TO DO -> Please show every line from the items below that contains the word "cabinet", copying each one in full.
--- begin RECORDS FOR THE EXERCISE ---
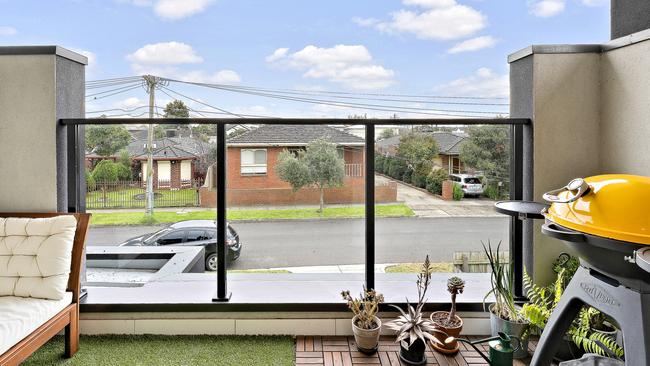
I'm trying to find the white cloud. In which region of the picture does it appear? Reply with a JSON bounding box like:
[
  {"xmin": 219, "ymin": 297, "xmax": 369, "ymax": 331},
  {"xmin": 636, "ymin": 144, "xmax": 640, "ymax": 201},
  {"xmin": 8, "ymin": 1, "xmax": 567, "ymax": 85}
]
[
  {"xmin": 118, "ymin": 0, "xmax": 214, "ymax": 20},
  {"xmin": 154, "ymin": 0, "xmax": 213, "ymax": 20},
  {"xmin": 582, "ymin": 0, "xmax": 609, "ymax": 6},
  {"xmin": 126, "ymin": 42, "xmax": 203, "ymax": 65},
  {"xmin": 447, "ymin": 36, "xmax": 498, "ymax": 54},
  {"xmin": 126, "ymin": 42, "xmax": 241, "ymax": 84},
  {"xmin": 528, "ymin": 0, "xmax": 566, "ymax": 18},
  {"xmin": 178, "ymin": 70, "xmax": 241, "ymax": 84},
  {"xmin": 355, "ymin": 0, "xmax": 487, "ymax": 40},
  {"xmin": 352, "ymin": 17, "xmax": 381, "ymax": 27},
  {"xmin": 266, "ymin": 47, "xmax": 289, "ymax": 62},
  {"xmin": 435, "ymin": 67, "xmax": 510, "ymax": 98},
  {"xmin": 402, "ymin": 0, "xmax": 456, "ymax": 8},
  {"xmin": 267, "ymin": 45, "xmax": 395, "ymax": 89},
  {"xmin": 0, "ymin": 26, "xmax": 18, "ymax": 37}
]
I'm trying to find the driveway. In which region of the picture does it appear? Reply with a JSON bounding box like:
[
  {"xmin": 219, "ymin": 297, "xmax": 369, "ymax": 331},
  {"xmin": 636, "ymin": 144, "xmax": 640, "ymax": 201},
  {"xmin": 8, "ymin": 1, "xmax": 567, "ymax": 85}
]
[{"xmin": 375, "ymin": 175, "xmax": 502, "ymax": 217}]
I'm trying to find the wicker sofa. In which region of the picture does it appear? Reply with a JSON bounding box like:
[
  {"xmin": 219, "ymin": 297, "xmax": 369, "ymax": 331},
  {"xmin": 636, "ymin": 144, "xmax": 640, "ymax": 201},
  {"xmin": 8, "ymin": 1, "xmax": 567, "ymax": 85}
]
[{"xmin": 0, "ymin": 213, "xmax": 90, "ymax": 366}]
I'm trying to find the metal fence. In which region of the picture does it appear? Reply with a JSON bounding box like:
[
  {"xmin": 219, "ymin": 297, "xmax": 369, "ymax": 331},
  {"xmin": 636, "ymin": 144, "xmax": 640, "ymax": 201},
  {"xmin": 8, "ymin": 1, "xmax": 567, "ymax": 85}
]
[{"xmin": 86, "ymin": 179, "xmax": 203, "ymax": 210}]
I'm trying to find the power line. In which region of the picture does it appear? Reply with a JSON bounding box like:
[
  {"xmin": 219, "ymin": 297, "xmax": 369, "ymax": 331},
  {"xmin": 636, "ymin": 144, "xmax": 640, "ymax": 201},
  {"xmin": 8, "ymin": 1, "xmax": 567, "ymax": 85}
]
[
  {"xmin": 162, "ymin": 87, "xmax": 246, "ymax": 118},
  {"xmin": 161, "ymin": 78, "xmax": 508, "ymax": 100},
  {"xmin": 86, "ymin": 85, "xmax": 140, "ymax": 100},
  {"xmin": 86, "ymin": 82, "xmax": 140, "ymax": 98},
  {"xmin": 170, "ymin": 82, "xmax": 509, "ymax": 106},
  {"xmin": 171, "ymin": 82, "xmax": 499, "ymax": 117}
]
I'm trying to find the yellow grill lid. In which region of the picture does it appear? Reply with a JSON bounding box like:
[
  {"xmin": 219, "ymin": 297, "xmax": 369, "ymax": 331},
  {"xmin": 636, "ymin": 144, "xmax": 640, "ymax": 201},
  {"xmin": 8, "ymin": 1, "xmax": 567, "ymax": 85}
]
--- end RECORDS FOR THE EXERCISE ---
--- begin RECORDS FOR THE EXERCISE ---
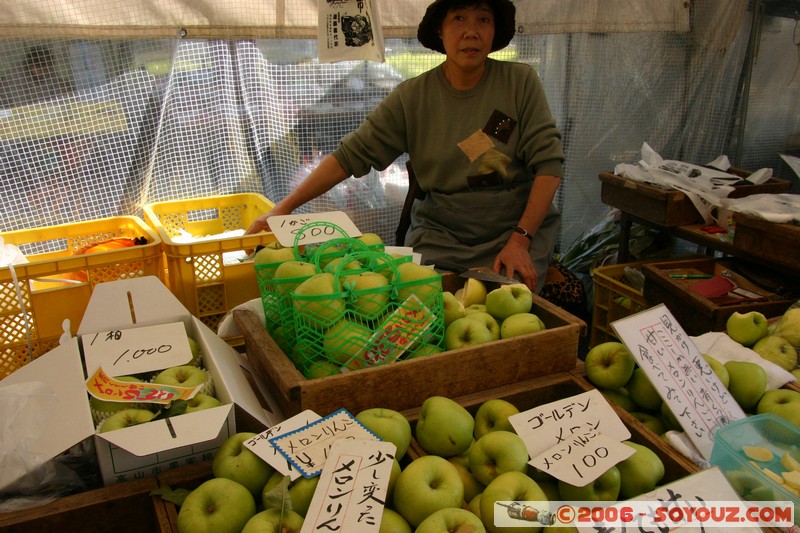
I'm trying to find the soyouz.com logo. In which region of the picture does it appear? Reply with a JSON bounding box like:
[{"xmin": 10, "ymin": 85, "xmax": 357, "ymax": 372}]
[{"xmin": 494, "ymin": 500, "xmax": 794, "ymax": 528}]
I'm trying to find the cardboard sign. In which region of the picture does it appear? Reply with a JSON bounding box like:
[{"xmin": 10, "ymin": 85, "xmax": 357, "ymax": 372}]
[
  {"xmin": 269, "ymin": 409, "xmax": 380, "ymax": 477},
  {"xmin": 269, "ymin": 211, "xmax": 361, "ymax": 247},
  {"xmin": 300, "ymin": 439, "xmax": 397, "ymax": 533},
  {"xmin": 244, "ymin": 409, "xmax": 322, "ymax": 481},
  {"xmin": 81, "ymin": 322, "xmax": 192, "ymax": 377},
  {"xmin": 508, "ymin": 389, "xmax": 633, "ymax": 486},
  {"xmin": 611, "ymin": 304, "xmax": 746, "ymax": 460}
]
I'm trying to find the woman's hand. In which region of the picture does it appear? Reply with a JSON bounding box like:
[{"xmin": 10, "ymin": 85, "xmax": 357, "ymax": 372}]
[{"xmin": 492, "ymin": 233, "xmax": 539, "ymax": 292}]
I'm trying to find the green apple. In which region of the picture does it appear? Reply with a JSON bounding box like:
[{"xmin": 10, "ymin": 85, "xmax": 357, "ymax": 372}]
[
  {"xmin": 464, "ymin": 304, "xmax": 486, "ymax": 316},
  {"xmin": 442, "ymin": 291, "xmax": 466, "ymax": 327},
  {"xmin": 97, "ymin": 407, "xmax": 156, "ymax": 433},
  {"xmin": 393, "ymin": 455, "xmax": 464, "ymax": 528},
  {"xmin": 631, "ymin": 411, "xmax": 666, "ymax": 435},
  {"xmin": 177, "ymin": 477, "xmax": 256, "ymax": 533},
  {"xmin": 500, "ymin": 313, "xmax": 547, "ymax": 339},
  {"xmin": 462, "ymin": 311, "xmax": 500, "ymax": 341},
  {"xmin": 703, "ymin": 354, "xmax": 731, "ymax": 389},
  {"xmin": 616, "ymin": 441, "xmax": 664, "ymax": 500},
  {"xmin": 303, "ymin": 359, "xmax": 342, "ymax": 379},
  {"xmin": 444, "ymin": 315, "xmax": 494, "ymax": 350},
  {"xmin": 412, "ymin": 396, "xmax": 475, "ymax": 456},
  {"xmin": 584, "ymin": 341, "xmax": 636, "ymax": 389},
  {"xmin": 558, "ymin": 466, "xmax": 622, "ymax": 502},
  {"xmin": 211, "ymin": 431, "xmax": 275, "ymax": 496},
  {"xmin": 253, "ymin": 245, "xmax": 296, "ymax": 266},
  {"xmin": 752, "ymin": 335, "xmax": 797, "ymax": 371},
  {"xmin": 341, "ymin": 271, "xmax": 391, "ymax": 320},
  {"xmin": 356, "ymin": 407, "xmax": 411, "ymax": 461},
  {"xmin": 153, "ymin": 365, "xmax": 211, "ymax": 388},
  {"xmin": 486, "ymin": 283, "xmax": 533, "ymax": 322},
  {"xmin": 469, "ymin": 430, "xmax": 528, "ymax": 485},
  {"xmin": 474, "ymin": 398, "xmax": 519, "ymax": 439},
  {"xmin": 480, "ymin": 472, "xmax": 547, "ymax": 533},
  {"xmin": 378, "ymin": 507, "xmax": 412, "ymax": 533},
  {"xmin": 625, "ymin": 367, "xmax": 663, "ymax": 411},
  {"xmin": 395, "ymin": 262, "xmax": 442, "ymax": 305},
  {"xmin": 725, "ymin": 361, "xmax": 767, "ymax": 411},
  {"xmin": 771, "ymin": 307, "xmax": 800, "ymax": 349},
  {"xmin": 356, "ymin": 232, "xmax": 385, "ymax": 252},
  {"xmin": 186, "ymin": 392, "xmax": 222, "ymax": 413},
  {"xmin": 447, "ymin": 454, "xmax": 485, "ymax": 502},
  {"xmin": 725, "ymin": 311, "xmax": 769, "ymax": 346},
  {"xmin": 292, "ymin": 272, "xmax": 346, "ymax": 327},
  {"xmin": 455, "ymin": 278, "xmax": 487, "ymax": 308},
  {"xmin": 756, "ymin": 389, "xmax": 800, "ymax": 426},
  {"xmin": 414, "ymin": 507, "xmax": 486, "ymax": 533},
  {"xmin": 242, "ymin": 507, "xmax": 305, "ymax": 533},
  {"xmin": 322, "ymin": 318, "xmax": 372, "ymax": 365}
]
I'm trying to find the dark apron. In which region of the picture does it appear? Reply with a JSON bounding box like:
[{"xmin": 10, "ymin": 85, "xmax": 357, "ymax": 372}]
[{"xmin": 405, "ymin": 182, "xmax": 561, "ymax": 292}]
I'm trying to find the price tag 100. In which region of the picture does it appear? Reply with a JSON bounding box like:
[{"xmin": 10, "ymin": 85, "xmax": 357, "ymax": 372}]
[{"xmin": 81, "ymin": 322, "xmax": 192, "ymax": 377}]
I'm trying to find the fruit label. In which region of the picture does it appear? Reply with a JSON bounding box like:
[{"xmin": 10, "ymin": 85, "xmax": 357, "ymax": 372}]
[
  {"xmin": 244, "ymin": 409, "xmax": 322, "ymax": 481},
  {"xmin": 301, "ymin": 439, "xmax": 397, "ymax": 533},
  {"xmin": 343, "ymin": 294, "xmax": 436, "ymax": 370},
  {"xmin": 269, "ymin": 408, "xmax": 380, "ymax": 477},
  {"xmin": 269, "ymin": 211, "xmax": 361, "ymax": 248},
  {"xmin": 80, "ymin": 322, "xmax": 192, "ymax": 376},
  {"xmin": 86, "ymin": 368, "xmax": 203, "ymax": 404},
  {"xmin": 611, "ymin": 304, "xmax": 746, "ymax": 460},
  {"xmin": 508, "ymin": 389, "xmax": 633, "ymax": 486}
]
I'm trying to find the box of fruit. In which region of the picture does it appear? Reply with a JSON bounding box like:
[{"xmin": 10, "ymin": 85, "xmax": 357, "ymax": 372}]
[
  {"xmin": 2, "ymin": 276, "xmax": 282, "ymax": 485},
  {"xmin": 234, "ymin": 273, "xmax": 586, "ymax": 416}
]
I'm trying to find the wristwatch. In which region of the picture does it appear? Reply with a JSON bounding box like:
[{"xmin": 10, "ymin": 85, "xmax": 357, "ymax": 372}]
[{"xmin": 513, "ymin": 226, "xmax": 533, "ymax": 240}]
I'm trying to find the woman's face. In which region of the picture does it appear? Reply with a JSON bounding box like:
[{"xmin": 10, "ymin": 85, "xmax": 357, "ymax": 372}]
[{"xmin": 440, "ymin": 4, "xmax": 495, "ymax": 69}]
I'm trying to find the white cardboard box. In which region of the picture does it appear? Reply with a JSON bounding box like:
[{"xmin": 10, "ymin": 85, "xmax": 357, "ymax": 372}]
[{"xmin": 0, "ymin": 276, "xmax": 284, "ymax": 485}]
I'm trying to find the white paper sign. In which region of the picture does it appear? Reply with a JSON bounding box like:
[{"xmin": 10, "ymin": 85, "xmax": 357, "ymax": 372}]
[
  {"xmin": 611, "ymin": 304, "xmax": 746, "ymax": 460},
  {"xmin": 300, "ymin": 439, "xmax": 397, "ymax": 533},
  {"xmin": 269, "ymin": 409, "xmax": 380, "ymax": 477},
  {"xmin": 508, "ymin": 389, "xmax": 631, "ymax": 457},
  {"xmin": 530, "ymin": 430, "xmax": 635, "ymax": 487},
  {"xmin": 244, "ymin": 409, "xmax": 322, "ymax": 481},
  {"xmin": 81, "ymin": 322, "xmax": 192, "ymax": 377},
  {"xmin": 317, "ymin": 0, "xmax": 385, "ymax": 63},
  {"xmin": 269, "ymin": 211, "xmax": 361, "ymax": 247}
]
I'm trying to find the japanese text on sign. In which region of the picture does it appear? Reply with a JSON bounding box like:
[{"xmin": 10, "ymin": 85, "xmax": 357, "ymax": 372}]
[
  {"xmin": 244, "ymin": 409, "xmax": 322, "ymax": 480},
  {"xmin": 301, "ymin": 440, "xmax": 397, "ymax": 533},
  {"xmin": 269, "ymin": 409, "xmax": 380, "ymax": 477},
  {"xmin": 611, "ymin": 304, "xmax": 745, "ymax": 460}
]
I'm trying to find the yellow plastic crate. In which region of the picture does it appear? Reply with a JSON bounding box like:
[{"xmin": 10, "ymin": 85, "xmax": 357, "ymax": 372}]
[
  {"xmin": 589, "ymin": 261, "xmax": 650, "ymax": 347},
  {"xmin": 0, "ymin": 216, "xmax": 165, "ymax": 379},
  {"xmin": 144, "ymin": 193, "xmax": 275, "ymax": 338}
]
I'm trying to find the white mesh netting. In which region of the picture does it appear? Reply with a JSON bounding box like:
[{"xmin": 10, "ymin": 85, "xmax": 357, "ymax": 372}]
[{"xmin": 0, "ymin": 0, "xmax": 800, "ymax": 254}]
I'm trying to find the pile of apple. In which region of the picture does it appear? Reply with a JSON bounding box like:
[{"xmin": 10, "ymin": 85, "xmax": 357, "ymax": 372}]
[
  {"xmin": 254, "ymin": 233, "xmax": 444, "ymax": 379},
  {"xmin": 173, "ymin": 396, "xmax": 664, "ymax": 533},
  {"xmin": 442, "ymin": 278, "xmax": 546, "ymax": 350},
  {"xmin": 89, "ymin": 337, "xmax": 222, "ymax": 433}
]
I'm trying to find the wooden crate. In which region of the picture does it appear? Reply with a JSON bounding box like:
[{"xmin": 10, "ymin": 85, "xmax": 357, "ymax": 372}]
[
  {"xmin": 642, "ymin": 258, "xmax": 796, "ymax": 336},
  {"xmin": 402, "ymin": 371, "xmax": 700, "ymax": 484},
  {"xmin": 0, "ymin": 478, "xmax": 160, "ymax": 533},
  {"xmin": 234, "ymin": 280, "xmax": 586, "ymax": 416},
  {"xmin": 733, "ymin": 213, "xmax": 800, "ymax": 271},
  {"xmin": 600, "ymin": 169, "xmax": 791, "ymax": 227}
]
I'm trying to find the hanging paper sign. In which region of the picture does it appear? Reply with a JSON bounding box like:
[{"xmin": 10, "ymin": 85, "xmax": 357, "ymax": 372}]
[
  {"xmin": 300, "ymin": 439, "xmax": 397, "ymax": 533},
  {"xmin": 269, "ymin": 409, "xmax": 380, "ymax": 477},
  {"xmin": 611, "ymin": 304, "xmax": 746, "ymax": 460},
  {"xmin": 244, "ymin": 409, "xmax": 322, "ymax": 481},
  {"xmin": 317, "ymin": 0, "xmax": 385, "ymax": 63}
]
--- end RECORDS FOR THE EXERCISE ---
--- begin RECORDS FOR THE EXERCISE ---
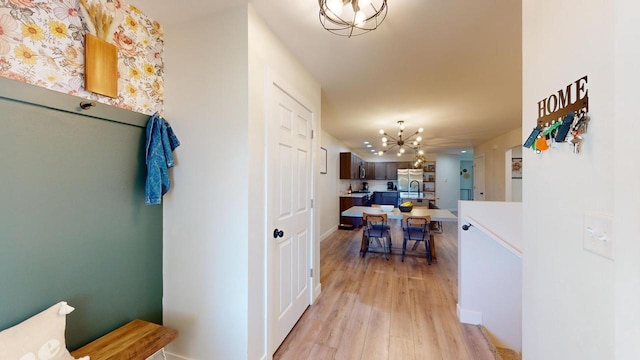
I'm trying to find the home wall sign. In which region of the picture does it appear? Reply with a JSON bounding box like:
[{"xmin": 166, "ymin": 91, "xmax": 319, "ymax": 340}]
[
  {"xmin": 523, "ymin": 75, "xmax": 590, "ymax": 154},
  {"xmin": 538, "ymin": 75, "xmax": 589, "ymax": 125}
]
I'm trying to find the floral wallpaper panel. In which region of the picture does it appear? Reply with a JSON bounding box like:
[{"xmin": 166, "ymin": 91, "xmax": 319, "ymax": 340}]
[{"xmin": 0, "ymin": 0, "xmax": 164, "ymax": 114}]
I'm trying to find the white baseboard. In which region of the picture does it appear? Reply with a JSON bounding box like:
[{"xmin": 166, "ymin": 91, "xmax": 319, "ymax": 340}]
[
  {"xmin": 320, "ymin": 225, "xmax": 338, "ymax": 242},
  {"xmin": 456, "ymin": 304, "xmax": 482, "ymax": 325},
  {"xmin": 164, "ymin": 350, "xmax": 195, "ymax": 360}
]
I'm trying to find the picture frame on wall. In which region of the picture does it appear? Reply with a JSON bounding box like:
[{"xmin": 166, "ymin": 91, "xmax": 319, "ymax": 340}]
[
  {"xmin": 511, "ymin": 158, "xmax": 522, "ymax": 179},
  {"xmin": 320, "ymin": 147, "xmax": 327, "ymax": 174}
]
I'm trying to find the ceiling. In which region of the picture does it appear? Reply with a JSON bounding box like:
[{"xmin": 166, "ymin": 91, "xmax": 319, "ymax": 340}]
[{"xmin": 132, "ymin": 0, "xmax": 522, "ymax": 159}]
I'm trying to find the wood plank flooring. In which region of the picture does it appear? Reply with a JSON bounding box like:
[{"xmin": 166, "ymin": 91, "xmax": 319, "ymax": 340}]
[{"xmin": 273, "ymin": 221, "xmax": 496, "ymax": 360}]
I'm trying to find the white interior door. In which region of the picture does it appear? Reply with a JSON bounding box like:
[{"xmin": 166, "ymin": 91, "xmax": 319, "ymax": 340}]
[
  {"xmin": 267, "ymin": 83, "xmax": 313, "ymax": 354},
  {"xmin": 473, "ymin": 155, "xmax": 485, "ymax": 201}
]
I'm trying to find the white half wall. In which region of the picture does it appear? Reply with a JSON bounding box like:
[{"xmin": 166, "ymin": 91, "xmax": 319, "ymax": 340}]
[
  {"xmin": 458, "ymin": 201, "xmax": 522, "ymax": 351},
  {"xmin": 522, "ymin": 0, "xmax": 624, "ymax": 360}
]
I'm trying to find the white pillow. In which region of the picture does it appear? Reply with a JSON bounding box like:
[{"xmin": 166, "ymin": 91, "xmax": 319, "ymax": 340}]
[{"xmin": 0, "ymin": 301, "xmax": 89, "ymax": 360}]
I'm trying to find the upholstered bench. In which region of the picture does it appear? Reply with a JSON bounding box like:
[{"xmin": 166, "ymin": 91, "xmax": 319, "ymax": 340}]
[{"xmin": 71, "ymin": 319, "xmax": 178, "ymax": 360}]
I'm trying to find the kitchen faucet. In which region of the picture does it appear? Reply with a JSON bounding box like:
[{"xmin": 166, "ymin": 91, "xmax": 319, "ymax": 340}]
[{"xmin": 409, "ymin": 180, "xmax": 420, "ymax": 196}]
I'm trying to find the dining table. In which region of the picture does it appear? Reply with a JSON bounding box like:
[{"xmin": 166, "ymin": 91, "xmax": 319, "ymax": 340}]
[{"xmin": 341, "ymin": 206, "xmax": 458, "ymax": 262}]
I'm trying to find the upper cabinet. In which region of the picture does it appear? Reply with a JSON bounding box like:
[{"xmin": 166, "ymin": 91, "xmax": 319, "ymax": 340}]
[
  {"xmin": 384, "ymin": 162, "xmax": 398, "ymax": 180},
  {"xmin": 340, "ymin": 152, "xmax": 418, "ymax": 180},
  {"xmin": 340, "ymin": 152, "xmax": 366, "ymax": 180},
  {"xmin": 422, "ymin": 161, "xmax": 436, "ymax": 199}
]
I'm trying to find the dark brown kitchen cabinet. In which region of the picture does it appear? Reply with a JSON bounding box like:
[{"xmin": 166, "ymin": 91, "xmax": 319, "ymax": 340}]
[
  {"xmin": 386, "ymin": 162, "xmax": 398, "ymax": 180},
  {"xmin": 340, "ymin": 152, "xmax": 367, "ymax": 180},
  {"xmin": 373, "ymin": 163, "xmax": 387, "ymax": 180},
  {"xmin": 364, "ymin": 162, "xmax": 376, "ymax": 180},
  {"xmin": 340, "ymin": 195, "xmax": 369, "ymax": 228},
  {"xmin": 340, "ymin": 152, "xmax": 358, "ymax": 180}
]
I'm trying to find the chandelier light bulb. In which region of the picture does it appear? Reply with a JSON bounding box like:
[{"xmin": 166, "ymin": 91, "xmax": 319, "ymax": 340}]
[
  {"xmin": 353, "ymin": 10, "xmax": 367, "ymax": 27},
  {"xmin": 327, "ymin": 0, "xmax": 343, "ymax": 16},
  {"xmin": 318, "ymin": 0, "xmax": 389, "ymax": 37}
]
--- end RECORDS FOR THE EXERCISE ---
RESULT FOR THIS TASK ->
I'm trying to find the upper cabinet. In which region of the picture does it appear? Reply with a JSON bounding box like:
I'm trying to find the dark brown kitchen cabinet. In which region of the picture does it appear? Reply with a JSON bounding box like:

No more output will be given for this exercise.